Job
Format the items below as a two-column CSV with the headers "instruction" and "points", one row per item. Put each item's text and its answer in a single quoted field each, replacing any line breaks with spaces.

(Object location annotation records)
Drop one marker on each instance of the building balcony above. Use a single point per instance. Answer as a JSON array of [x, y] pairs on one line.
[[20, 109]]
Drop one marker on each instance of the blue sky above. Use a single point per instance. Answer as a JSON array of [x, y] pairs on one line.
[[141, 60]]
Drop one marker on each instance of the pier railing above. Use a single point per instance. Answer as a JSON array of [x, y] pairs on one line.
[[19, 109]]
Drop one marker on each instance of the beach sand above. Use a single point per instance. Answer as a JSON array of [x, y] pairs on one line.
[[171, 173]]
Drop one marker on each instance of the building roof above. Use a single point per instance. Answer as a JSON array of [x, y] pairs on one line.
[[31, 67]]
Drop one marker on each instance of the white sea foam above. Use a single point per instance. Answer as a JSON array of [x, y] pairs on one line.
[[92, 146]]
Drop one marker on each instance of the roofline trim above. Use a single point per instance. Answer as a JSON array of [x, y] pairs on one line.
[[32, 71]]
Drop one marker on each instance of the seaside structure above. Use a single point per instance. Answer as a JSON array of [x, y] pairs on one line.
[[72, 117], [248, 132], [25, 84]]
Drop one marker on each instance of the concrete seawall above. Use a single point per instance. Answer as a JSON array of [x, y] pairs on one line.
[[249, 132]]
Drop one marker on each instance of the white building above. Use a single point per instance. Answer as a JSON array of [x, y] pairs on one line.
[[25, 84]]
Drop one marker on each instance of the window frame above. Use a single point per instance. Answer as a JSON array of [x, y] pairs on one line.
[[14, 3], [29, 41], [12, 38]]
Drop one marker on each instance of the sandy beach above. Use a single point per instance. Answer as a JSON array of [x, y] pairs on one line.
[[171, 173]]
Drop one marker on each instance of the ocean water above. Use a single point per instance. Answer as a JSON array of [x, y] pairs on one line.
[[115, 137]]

Final answer
instruction,points
"Drop one marker on each instance of the building balcony above. Use a single point per instance. Answer as a JSON array of [x, y] pairs on one line.","[[20, 109]]"
"Drop one marker on each instance of the blue sky above. Use a single point per instance. Answer as a JSON array of [x, y] pairs on one line.","[[141, 60]]"
"Drop one marker on each instance of the pier railing above. Use a single point per instance. Answer as a JSON array of [x, y] pairs on one line.","[[19, 109]]"
"Drop one marker on each instance of the beach sand above. Use a single point per instance. Answer as a JSON array of [x, y] pairs on one line.","[[171, 173]]"
"Drop one marker on each instance of the building roof above. Use a single point per instance. Answer as a JSON array of [x, y] pairs on one line.","[[31, 67]]"
"Drop one marker on each instance of the white sea foam above. Use a single point per instance. Answer as a JSON array of [x, y] pairs on one line.","[[92, 146]]"
"Drop one marker on each instance of the roofline trim above. Use a single point per instance. Answer as a JSON array of [x, y] pairs on one line.","[[32, 71]]"
"Drop one marker on each instance of the seaside structure above. Use a single point per instance. Answer as a JSON array of [x, y] pairs on one line.","[[72, 117], [248, 132], [25, 84]]"
"Drop one marker on each instance of the concrete seawall above. Use a single point per instance. Answer as a JSON array of [x, y] pairs on one line.","[[249, 132]]"
"Drop one marker on each instance of the white building above. Use a single point per instance. Answer as a JSON array of [x, y] pairs on one line.","[[25, 84]]"
"Drop one marker on each instance of the window frame above. Use a single point per instance. Answer as a JSON array of [x, y] pairs on one line.","[[14, 3], [29, 41], [12, 38]]"
"Drop one marker on each instance of the sandy beach above. Use a single point per instance. Answer as a JSON array of [x, y] pairs on one line.","[[171, 173]]"
"Drop one marker on each instance of the ocean water above. Use a single point per instance. Answer as a JSON array of [x, y] pairs on one line.","[[115, 137]]"